* [AIM OF THE EXERCISE] In the records below, find every line with the word "gold" and copy it.

* [EXTRACTED INFORMATION]
================

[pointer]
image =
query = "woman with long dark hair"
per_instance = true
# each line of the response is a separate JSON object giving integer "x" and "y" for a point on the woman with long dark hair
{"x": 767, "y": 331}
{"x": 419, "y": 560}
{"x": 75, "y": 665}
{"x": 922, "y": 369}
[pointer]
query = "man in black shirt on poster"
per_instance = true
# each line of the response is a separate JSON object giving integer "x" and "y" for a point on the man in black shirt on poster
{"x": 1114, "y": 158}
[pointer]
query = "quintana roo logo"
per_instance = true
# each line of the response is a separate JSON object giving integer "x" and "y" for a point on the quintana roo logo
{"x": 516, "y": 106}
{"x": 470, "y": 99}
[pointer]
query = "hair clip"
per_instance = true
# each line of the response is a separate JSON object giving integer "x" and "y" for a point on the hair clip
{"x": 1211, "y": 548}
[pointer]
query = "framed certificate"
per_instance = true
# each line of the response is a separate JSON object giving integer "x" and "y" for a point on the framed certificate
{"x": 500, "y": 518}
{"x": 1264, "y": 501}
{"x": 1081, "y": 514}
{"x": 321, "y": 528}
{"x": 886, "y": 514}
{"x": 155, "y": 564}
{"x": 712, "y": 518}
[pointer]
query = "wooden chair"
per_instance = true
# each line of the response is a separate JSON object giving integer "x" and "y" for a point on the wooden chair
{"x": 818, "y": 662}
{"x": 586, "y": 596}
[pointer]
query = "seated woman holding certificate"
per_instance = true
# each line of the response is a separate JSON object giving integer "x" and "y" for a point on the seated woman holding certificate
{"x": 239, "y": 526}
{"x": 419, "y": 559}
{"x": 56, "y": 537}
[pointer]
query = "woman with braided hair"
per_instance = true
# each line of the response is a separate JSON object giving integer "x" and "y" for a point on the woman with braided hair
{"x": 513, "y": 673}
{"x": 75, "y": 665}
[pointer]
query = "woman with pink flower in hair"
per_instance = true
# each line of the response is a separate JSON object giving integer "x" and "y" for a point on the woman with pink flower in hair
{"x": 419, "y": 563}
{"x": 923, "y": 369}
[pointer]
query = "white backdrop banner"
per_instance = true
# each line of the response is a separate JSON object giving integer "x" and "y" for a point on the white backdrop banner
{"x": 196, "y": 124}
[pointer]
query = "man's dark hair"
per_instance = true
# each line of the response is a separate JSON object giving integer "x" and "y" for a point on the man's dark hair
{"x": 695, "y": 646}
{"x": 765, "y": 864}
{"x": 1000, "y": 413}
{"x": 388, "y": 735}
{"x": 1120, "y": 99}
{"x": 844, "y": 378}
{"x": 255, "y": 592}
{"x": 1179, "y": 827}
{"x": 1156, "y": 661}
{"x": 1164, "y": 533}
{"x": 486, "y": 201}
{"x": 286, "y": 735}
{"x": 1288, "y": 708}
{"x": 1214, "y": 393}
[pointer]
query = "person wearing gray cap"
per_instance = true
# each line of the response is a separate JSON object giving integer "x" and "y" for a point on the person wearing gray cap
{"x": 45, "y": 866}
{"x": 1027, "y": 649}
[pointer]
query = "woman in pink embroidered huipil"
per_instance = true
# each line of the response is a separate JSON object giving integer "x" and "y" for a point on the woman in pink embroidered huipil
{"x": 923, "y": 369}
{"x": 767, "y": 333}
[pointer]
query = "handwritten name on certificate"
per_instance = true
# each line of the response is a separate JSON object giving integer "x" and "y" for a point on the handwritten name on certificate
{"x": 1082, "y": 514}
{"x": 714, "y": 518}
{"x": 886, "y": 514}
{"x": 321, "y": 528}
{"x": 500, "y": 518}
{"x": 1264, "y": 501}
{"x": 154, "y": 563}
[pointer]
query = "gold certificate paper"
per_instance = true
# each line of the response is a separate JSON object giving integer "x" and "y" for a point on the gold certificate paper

================

* [EXPECTED OUTPUT]
query = "gold certificate paper"
# each line of the response is a separate JSON object giving integer "x" and "y" for a point on the gold certificate paper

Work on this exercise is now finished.